Shared endpoints provide instant access to popular models for development and testing purposes. They’re designed for:

  • Quick experimentation and prototyping
  • Development and testing environments
  • Learning and evaluation of models
  • Proof of concept development

Note: Shared endpoints are not intended for production use. For production workloads, we strongly recommend using private deployments.

Quick Start

First, install the Predibase Python SDK:

pip install -U predibase

Then you can start experimenting with shared endpoints using just a few lines of code:

from predibase import Predibase

pb = Predibase(api_token="<PREDIBASE_API_TOKEN>")

# Use a shared endpoint for testing
client = pb.deployments.client("qwen3-8b")

# Generate text
response = client.generate("What is machine learning?")
print(response.generated_text)

Available Models

Predibase offers several popular models as shared endpoints for testing and development. See our supported models for the complete list.

Using Shared Endpoints

With Python SDK

Here’s a detailed example showing both basic text generation and streaming responses for development:

from predibase import Predibase

pb = Predibase(api_token="<PREDIBASE_API_TOKEN>")
client = pb.deployments.client("qwen3-8b")

DATA PROVIDED
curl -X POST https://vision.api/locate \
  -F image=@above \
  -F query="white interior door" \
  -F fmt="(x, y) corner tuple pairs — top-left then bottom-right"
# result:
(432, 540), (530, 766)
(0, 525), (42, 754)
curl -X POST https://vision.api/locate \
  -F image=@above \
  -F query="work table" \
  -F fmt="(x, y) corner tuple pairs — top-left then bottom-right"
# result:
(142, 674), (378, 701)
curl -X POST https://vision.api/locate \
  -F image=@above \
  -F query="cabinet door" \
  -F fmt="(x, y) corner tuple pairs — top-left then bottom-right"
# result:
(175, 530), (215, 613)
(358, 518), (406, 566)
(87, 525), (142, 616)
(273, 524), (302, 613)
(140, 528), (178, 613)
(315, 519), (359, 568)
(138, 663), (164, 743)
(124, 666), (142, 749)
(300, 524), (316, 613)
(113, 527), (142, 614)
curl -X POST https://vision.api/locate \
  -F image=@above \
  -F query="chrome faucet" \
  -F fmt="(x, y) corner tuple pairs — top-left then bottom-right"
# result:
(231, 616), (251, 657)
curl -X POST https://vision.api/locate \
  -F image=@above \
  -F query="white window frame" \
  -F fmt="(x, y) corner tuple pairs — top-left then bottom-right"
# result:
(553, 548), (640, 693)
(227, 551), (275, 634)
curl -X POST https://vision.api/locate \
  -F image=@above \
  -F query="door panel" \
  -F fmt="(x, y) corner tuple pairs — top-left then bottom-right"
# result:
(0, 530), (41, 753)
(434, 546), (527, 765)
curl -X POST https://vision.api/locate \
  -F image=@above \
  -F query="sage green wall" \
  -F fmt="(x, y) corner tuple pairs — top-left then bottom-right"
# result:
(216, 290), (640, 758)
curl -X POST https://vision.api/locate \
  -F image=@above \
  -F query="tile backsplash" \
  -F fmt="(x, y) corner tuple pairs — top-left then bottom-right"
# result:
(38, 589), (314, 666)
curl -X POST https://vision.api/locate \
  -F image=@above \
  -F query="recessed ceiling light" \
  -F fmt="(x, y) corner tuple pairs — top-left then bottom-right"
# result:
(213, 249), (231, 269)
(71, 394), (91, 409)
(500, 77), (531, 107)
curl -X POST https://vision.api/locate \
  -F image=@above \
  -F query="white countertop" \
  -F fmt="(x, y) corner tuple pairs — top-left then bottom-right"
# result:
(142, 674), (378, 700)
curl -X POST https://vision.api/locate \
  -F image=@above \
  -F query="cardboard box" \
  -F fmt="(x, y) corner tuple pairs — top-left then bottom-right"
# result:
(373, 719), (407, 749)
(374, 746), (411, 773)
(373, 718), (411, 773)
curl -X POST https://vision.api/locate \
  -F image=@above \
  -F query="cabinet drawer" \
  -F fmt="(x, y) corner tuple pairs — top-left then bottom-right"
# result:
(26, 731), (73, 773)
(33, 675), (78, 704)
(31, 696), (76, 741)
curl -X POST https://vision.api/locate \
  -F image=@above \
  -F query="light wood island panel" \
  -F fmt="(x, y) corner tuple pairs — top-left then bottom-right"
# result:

SHORT EXERCISE A
Rewrite the stretch of the shared endpoints page from "Shared endpoints provide" through "using private deployments.", putting "mockups" wherever "prototyping" appears.
SHORT EXERCISE B
According to the shared endpoints page, what should be used for production workloads?
SHORT EXERCISE C
Carry on the shared endpoints page from its last line.

RESPONSE A
Shared endpoints provide instant access to popular models for development and testing purposes. They’re designed for:

  • Quick experimentation and mockups
  • Development and testing environments
  • Learning and evaluation of models
  • Proof of concept development

Note: Shared endpoints are not intended for production use. For production workloads, we strongly recommend using private deployments.

RESPONSE B
Private deployments.

RESPONSE C
# Basic generation with customizable parameters
response = client.generate(
    "Explain quantum computing in simple terms.",
    max_new_tokens=100
)
print(response.generated_text)

# Stream responses for real-time output
for response in client.generate_stream(
    "Write a story about a robot learning to paint.",
    max_new_tokens=200
):
    print(response.token.text, end="", flush=True)

With REST API

For testing language-agnostic integration, you can use our REST API:

# Set your credentials
export PREDIBASE_API_TOKEN="<YOUR TOKEN>"
export PREDIBASE_TENANT_ID="<YOUR TENANT ID>"
export PREDIBASE_MODEL="qwen3-8b"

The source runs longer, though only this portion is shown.